-------- INFORMATION SHOWN --------
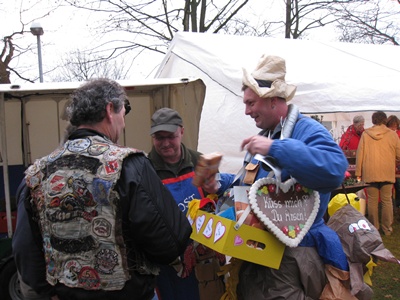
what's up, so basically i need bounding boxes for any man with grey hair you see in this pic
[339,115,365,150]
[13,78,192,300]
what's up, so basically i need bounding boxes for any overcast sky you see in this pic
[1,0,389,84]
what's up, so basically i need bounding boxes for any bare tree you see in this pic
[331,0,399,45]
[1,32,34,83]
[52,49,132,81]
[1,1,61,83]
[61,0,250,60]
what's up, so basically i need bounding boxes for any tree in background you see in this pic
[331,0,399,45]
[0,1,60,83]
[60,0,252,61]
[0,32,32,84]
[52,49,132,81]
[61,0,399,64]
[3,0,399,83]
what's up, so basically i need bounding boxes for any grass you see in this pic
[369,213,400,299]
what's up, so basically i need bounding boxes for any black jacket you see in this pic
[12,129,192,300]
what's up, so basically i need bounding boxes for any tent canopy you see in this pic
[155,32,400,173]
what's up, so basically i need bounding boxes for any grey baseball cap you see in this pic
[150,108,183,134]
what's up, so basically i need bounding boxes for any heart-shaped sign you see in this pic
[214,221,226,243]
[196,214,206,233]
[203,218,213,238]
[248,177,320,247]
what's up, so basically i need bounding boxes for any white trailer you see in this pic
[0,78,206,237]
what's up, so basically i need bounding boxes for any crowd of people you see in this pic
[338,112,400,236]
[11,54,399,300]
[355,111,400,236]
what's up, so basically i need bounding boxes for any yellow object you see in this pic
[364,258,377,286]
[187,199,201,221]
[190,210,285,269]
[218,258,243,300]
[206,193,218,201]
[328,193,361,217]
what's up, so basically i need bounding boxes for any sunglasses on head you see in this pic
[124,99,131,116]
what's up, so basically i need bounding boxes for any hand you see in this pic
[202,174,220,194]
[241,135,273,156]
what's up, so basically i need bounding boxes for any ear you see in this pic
--------
-------- INFORMATION SHOWN --------
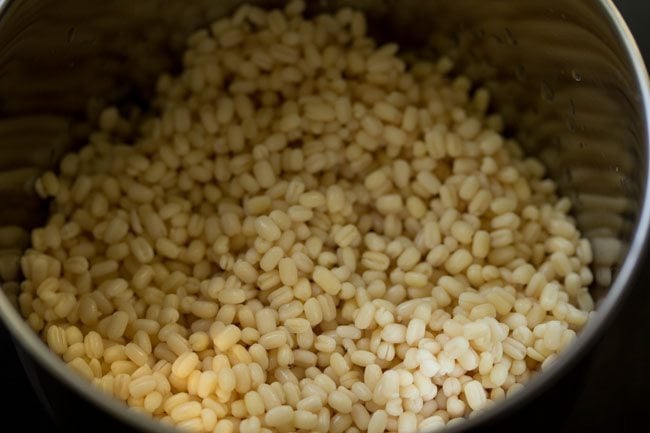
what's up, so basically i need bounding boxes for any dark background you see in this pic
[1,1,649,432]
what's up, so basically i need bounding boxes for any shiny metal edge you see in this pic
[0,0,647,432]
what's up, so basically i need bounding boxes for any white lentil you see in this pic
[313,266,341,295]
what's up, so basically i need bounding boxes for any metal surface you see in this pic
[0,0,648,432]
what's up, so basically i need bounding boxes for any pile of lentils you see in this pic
--------
-------- INFORMATION SHOWN --------
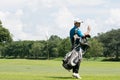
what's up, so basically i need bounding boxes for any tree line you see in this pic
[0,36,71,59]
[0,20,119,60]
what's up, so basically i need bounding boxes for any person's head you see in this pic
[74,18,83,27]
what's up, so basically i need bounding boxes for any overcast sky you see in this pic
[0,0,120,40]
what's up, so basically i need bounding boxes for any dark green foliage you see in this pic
--------
WHAT THE TASK ASKS → Give back exactly the lines above starting at the line where "lentil you see in this pic" appears and ending at the line where "what's up, so basically i need bounding boxes for any pile" appears, both included, with no other lines.

SOLUTION TO THE EXERCISE →
what's up, so basically i need bounding boxes for any white lentil you see in this pic
[313,266,341,295]
what's up, so basically i need bounding boxes for any metal surface you see in this pic
[0,0,648,432]
what's up, so basically i need bounding boxes for any pile of lentils you see in this pic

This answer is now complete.